[Labeling and segmentation records]
☆ ☆ ☆ ☆ ☆
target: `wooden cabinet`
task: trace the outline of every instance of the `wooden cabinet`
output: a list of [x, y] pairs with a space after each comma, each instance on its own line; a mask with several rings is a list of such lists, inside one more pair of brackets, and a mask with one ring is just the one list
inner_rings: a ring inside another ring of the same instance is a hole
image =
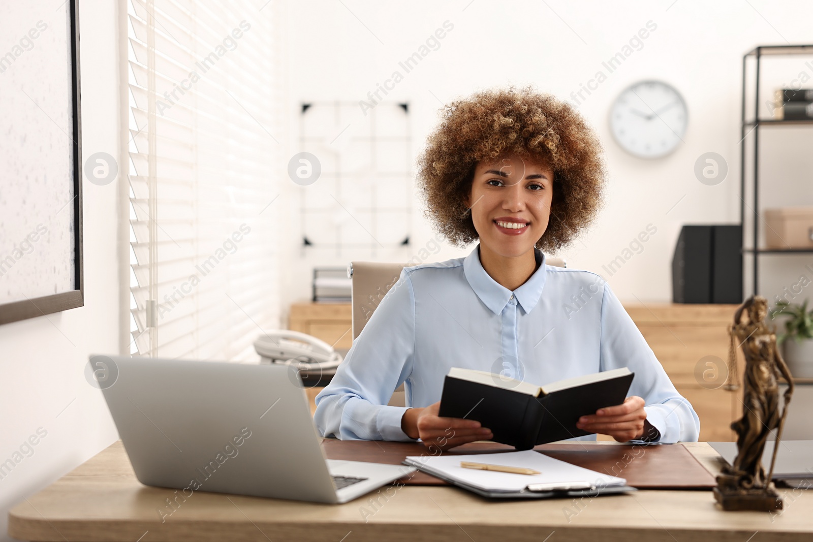
[[353, 342], [350, 303], [293, 303], [288, 327], [321, 339], [337, 349]]
[[[700, 418], [701, 441], [734, 440], [742, 392], [723, 388], [736, 305], [625, 305], [678, 392]], [[738, 374], [742, 356], [737, 353]]]
[[[728, 326], [736, 305], [625, 305], [624, 308], [663, 366], [677, 391], [700, 418], [700, 440], [733, 440], [731, 423], [742, 415], [741, 391], [723, 388], [728, 355]], [[295, 303], [289, 327], [349, 349], [348, 303]], [[738, 353], [739, 374], [742, 374]], [[311, 401], [321, 388], [308, 390]], [[315, 408], [311, 405], [311, 408]]]

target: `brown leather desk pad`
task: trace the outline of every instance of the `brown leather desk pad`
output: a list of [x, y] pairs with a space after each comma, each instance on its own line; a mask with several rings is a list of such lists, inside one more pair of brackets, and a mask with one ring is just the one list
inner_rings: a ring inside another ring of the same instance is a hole
[[[366, 461], [400, 465], [406, 456], [438, 455], [419, 442], [377, 440], [334, 440], [322, 442], [328, 459]], [[716, 486], [714, 476], [680, 444], [593, 444], [551, 443], [535, 450], [572, 465], [619, 476], [638, 489], [707, 489]], [[513, 451], [512, 446], [492, 442], [472, 442], [442, 452], [445, 455], [493, 453]], [[409, 485], [449, 485], [425, 472], [401, 479]]]

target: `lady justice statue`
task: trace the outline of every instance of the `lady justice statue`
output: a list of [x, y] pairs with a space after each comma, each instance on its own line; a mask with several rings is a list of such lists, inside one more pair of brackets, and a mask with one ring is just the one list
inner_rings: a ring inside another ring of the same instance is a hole
[[[767, 300], [752, 296], [737, 310], [734, 323], [728, 330], [731, 345], [726, 389], [739, 388], [735, 340], [742, 346], [746, 368], [742, 378], [742, 418], [731, 424], [737, 436], [737, 457], [733, 465], [723, 468], [714, 490], [715, 498], [726, 510], [770, 511], [782, 508], [782, 499], [776, 493], [771, 477], [788, 405], [793, 393], [793, 379], [776, 347], [776, 332], [764, 323], [767, 315]], [[776, 382], [779, 376], [788, 382], [781, 414]], [[762, 464], [763, 451], [768, 435], [774, 429], [776, 440], [766, 475]]]

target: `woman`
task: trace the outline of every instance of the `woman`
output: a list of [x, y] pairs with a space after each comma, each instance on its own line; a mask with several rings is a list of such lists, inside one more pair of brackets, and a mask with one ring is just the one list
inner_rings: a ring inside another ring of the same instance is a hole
☆ ☆ ☆ ☆ ☆
== EXERCISE DIRECTIONS ==
Rescale the lines starting at the first one and ending at the line containing "356], [737, 353]]]", both included, and give them again with the requests, multiplying every x and y coordinate in the answer outlines by 0.9 and rounding to whole numbers, with halves rounded up. Leave the pictures out.

== TASK RESPONSE ==
target: `wooden cabinet`
task: trace the outline of every instance of the `wooden cabinet`
output: a list of [x, y] pairs with a space after each comma, each instance on its own line; a mask with several rings is a list of such lists, inside one more pair of brackets, and a mask with one ring is just the one list
inner_rings: a ring inside another ring of the same instance is a hole
image =
[[318, 308], [315, 273], [264, 273], [259, 294], [289, 305], [303, 314]]
[[[630, 376], [631, 397], [661, 396], [668, 353], [651, 349], [662, 275], [563, 275], [610, 353]], [[664, 337], [668, 320], [663, 318]]]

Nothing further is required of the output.